Exercise instructions →
Answer these questions using the inquest text:
1. In what year did the Puma crash in Iraq happen?
2. What document had the soldiers and aircrew not been given, though regulation required it?
3. What did the restraints fail to fit around?

Text →
== Segment start ==

SAS soldiers regularly flouted rules requiring them to wear safety restraints on combat helicopter flights, an inquest heard.
Investigations into the 2007 Puma crash in Iraq that killed Sgt John Battersby and Tpr Lee Fitzsimmons found that soldiers and aircrew involved in the ill-fated mission had not been given an official letter of dispensation to do without seat restraints - as regulation required.
In evidence, the inquest heard that those soldiers and aircrew only ever worked under an assumption that dispensation was in place given the nature of the operations they were tasked to.
Earlier evidence outlined how the restraints did not fit around the kit the soldiers carried and hampered the fast exits they needed to make.
Accounts of the crash itself told how badly the soldiers on board the stricken Puma had been thrown around as it struck the ground and flipped onto its side before catching fire.

== Segment end ==

Stored items from a collection →
== Segment start ==

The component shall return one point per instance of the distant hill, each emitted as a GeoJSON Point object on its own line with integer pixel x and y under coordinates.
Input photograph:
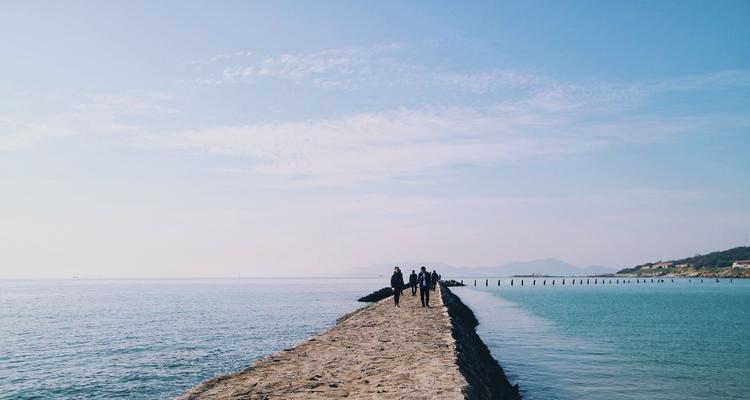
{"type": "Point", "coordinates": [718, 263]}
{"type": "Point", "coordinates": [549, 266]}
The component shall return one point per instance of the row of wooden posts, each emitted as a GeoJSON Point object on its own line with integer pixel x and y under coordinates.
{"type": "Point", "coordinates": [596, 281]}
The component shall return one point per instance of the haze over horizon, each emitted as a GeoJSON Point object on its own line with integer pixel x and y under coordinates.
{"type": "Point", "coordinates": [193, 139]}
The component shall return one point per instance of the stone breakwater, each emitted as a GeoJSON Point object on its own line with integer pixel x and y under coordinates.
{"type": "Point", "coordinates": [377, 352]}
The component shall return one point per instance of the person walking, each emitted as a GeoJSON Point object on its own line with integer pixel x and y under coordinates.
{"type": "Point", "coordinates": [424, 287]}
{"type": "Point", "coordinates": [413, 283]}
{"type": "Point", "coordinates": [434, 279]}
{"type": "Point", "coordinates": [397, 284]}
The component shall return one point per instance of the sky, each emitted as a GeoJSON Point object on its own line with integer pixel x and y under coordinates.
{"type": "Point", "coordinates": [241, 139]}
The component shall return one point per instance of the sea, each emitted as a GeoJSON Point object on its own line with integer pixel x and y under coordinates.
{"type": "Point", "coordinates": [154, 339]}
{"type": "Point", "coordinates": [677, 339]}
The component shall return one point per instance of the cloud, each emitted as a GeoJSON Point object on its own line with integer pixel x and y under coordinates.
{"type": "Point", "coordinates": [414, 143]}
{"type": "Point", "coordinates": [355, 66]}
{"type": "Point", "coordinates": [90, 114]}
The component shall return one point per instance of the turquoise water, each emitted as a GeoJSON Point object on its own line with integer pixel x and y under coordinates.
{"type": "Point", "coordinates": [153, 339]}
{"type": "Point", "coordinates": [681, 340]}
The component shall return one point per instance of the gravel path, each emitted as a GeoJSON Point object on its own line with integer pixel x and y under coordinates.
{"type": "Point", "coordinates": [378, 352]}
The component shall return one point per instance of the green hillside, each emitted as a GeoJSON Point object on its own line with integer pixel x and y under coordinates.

== Segment end ==
== Segment start ==

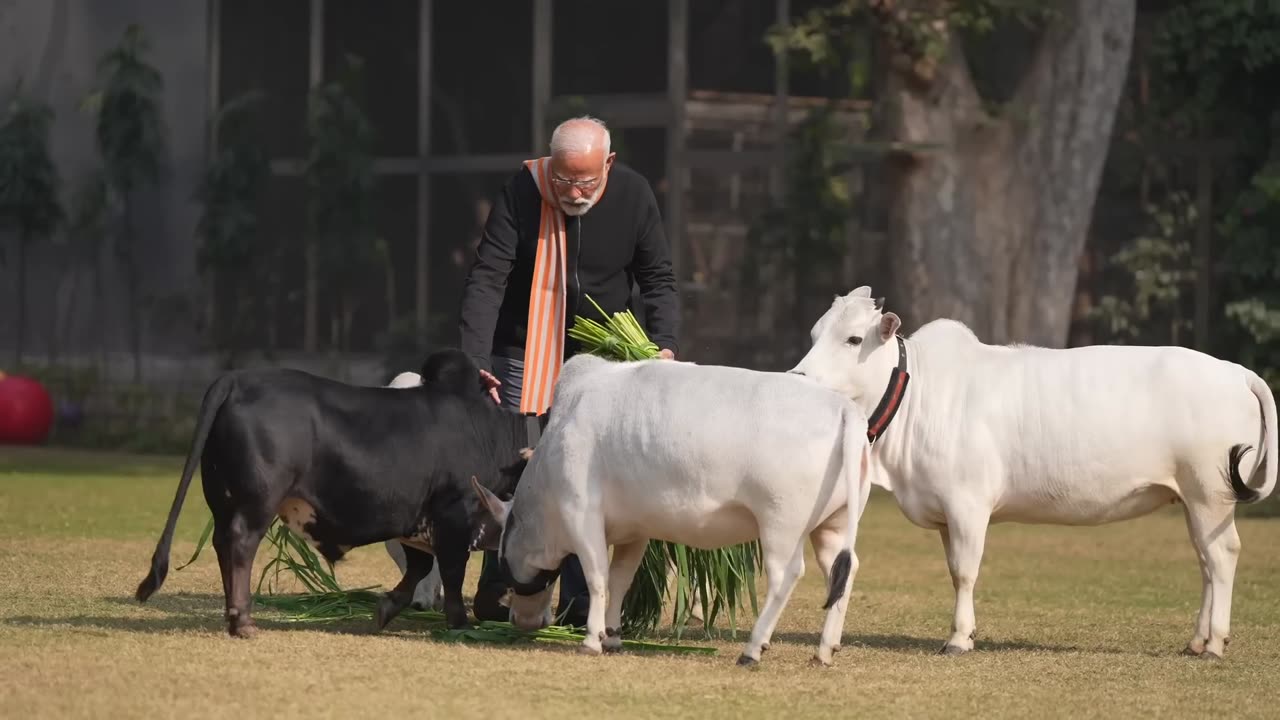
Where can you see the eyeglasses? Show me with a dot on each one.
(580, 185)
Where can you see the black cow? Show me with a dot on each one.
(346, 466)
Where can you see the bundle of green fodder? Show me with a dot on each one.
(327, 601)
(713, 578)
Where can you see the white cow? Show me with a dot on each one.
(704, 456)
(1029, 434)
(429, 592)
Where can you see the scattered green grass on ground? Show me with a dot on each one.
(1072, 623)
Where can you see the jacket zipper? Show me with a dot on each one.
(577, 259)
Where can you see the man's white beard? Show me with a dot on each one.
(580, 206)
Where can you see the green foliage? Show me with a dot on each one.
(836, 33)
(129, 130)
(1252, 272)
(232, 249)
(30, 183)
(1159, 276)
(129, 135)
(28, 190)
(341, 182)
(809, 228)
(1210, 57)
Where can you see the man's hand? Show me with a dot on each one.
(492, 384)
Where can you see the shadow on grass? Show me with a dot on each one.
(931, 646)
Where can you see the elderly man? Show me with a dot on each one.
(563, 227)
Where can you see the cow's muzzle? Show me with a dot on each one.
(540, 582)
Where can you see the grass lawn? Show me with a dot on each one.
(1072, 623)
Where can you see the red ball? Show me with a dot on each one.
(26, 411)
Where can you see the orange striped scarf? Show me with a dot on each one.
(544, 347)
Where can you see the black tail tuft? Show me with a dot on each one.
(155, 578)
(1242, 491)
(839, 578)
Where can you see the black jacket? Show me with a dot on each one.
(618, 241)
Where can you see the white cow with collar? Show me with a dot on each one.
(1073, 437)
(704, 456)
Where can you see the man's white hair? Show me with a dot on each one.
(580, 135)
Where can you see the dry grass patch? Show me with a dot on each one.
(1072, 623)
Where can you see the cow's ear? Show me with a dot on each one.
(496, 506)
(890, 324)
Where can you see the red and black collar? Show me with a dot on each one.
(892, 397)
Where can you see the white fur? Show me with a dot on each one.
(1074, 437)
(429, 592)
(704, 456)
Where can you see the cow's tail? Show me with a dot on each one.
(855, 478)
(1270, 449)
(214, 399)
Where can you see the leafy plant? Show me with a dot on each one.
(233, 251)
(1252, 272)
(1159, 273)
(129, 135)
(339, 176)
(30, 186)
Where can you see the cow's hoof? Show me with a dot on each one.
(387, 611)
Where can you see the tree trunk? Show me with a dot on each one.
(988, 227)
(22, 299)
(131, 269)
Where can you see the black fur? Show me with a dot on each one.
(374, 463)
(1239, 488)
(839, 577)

== Segment end ==

Answer box →
1. 2007
2. An official letter of dispensation to do without seat restraints
3. The kit the soldiers carried